ウチダ: そういう生きた森の土を、町にもってくるという取り組みが、ぼくらがこの夏から始めたプロジェクト「旅する大地」です。

 

町を、森につなぐ。町の庭で「森育ち」の土を使う。さらにはその土ができる現場を実際に観に行くというツアーも計画しています。

 

 

「農業」と考えると敷居が高いのですが、「農のある生活」くらいから始めるといいんじゃないかな。土さえあれば、本当に勝手に生えますから。全然難しくないです。

 

古くなった土に、この土を加えて、落ち葉と米ぬかを一緒に入れてください。水だけ切れないようにしてあげれば、生き物がいる限り、土には戻っていく力があります。

    

 

    

  

   

   

  

   

 

 「自然にお邪魔する」

  

 

 

湯川: さて、ウチダさんの「おすすめの神戸」は、どちらですか?

 

  

ウチダ: 山を走るのが、好きですね。森のなかに入ると、デトックスされる気分。

 

芦屋、岡本あたりからの六甲山は、水場あり、岩ありで、おもしろいですよ。たとえば、岡本の天井川沿いに上がって岡本八幡神社から木漏れ日広場まで、ゆっくり歩いて2時間。表記あってわかりやすいです。意外と日暮れが早いので、午前中がおすすめです。

 

 

 

 

 
 

 
 

 

 

ウチダ: 僕らはここを走るんです。トレイルランニングは、与えられた条件のなかでこなすしかないので、「自然にお邪魔する」という感覚が好きですね。

####

やること:
1: 抜粋文について、次の問いに答えてください。
(a) この夏から始めたプロジェクトは何という名前ですか。
(b) 古くなった土には、この土のほかに何を入れるように言っていますか。
(c) 岡本八幡神社から木漏れ日広場までは、ゆっくり歩いてどのくらいかかりますか。
2: 抜粋文を、最後の発言のあとから書き進めてください。
データは抜粋文とは関係ありません。

データ:
####

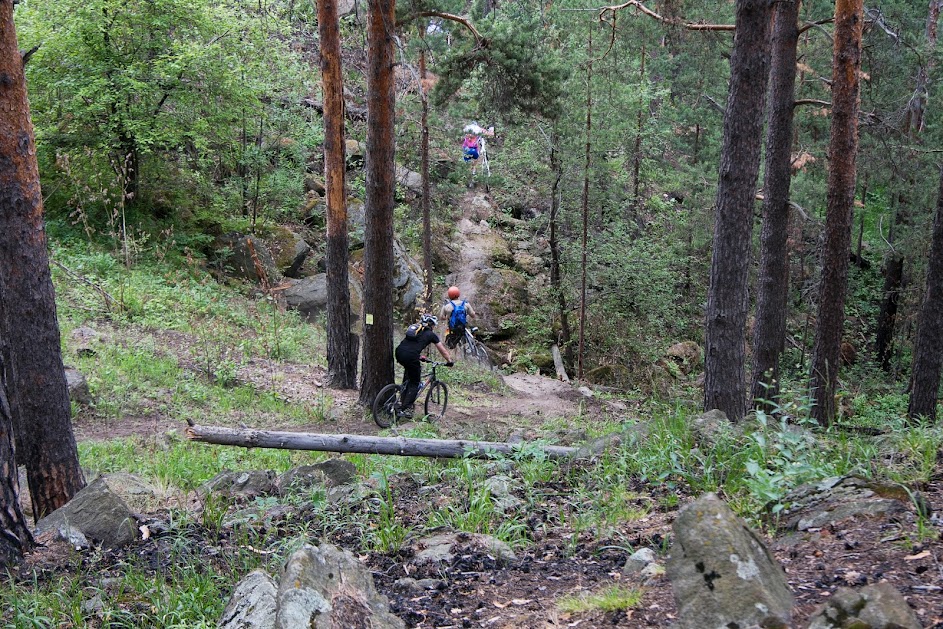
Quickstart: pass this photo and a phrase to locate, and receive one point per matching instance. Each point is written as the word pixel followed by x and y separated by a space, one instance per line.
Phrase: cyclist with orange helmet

####

答え:
1:
(a) 「旅する大地」
(b) 落ち葉と米ぬか
(c) 2時間

2:
たとえば、僕らはつい「花を咲かせる」なんて言うけれど、花って、勝手に咲くものでしょう? 人間には、花を咲かせることはできない。そういう視点でいうと、自然に「お邪魔する」とか「寄り添う」というかんじが、しっくりきます。

 

 

あ、ひとつ、山で注意していただきたいのは、そこに生えているものを持ち帰らないこと。多様性が大切ですから。

 

 

湯川: 「多様性が大切」と、よく耳にしますが、そんなに大切なのですか?

  

 

ウチダ: はい。たとえば、キャベツ畑は一面キャベツだから、キャベツを好きな虫しか来ない、だから薬を撒く、ということになるんです。

 

でも、いろんな植物があると、それぞれが好きな微生物、小動物、鳥、捕食し合いながらバランスをとって、誰がルールを決めているわけでもないひとつの世界をつくっています。それを人間が崩してはいけないです。

 

 

 

湯川: なるほど、ちょっとわかった気がしました。それでは最後に、もうひとつ、おすすめスポットを教えていただけませんか?

 

 

ウチダ: もうひとつですか? うーん、そうですね。じゃ、ぜひミドリカフェに来てください(笑)

 

 

湯川: まさかの(笑) でも、ミドリカフェのたまごごはん、本当においしいんですよ。その卵が、たまたま、EINSHOPの岡本さんがされている薪割りグループメンバーの農家さんだったりするんですよね。無農薬・合鴨農法の。つながっていますね~。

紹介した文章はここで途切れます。